WORK ORDER 1 |
Answer these questions from the Aquila2 setup guide, one line each:
(a) What command installs the needed libraries and dependencies?
(b) Which precisions must a device support for flash-attention to be recommended?
(c) Which model name is commented out in the code?
WORK ORDER 2 |
List every environment variable named in the export command in the Aquila2 setup guide.
WORK ORDER 3 |
Carry on the Aquila2 setup guide from its last line.

*** QUOTED PASSAGE ***

We have provided a straightforward example to illustrate how to quickly get started with Aquila2.

Before proceeding, ensure that your environment is properly configured and that the necessary packages have been installed. First and foremost, ensure that these prerequisites are met and then follow the instructions below to install the necessary libraries and dependencies.

pip install -r requirements.txt

If your device supports fp16 or bf16 precision, we also recommend installing flash-attention to enhance execution speed and reduce memory consumption. It's important to note that flash-attention is optional, and the project can be executed normally without it.

For the installation of flash-attention, please follow the instructions in https://github.com/Dao-AILab/flash-attention/.

Using Docker Image

For the environment that meets these requirements, you can also set up the environment required for Aquila2 by directly downloading the Docker TAR file, then loading and running it. Because of all already installed dependencies, in the container you just pull all sources FlagAI and Aquila2 and include both paths int environment variable, like export PYTHONPATH=$FLAGAI_HOME:$AQUILA2_HOME:$PYTHONPATH.

Now you can use BAAI Modelhub or 🤗 Transformers to run our model。

ModelHub

You can now use the AquilaChat2-7B model for inference as follows:

from flagai.auto_model.auto_loader import AutoLoader

# Model name
model_name = 'AquilaChat2-7B'
# model_name = 'AquilaChat2-34B'

# Load the model and tokenizer
autoloader = AutoLoader("aquila2", model_name=model_name)

*** End of QUOTED PASSAGE ***
*** DATA EXTRACTS ***

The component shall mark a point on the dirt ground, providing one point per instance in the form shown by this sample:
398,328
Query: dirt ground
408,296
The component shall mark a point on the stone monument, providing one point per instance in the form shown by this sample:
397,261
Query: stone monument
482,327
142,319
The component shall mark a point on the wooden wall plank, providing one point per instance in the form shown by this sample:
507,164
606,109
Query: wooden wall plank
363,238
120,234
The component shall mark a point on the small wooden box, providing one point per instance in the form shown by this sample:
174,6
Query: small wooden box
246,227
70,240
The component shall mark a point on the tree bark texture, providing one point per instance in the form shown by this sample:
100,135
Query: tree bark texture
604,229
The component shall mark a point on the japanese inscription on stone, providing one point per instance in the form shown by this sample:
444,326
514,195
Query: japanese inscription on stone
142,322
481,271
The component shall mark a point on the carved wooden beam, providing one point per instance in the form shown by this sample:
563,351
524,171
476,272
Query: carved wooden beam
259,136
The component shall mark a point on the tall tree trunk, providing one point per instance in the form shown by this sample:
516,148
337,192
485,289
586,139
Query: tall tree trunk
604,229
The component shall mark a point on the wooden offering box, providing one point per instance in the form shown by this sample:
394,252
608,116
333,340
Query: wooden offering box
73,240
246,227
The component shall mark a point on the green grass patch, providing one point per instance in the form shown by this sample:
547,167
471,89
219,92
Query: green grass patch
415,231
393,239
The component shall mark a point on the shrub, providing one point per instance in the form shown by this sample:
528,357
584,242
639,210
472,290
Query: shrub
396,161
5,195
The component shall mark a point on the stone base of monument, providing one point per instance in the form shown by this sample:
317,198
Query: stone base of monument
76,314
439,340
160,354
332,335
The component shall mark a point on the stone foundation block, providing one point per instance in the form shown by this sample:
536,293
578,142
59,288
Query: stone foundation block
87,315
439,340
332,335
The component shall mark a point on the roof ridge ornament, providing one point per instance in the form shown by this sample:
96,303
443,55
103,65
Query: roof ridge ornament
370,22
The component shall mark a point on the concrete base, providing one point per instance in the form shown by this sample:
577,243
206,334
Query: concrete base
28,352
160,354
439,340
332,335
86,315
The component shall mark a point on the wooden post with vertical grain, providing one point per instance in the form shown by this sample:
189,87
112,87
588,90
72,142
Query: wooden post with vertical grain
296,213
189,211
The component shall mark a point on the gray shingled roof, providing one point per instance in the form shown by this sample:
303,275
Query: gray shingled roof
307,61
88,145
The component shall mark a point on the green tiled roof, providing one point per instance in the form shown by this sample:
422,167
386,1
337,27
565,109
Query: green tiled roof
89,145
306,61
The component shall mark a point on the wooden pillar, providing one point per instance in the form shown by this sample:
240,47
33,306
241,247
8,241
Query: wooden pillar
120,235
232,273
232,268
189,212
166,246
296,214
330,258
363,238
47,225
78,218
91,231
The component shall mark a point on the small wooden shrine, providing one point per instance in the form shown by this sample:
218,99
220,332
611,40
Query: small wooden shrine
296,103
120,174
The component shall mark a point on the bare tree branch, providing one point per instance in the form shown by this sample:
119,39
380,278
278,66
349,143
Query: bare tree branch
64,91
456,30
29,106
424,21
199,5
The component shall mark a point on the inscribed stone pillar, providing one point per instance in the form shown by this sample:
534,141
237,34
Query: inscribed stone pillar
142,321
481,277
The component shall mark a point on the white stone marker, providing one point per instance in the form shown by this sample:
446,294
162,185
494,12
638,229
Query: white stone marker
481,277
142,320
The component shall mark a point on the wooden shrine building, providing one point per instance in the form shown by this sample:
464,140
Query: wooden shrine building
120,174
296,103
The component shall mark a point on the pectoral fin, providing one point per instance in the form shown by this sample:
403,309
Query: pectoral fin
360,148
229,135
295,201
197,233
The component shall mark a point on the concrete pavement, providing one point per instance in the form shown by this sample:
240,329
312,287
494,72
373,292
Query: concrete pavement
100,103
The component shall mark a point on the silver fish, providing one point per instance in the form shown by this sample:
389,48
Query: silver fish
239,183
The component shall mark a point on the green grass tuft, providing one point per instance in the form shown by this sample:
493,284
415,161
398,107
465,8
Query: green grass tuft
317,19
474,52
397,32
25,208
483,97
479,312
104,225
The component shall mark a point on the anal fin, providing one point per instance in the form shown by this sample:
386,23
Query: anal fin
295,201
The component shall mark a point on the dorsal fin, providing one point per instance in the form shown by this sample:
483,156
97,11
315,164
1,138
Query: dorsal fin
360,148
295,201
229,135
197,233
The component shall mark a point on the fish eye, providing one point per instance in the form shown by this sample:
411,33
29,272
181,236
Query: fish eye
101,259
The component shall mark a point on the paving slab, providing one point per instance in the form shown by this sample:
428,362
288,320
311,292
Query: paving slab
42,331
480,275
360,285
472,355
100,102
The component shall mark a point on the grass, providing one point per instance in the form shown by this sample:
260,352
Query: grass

*** End of DATA EXTRACTS ***

EXPECTED OUTPUT 1 |
(a) pip install -r requirements.txt
(b) fp16 or bf16
(c) AquilaChat2-34B

EXPECTED OUTPUT 2 |
PYTHONPATH, FLAGAI_HOME, AQUILA2_HOME

EXPECTED OUTPUT 3 |
# To modify the model loading path, use the model_dir parameter
# autoloader = AutoLoader("aquila2", model_dir='./checkpoints', model_name=model_name)
# To load the LoRA module, you need to provide the path to the LoRA module
# autoloader = AutoLoader("aquila2", model_name=model_name，lora_dir='./examples/checkpoints/lora/aquila2chat')
# To load the LoRA module, you need to provide the path to the LoRA module
# autoloader = AutoLoader("aquila2", model_name=model_name，qlora_dir='./examples/checkpoints/qlora/aquila2chat')

model = autoloader.get_model()
tokenizer = autoloader.get_tokenizer()


# Example
test_data = [
    "Write a tongue twister that's extremely difficult to pronounce.",
]

for text in test_data:
    print(model.predict(text, tokenizer=tokenizer, model_name=model_name, top_p=0.9, seed=123, topk=15, temperature=1.0))
    # For Aquila2-7B or Aquila2-34B，you need to set sft=False
    # print(model.predict(text, tokenizer=tokenizer, model_name=model_name, sft=False))

The results of our execution are as follows:

Harry had a harpy flight, Fred had a fiddle, and George had a gecko for breakfast.  Say that three times fast and see how long you can make it last!

🤗 Transformers

from transformers import AutoTokenizer, AutoModelForCausalLM
import torch
device = torch.device("cuda:0")
model_info = "BAAI/AquilaChat2-7B"
tokenizer = AutoTokenizer.from_pretrained(model_info, trust_remote_code=True)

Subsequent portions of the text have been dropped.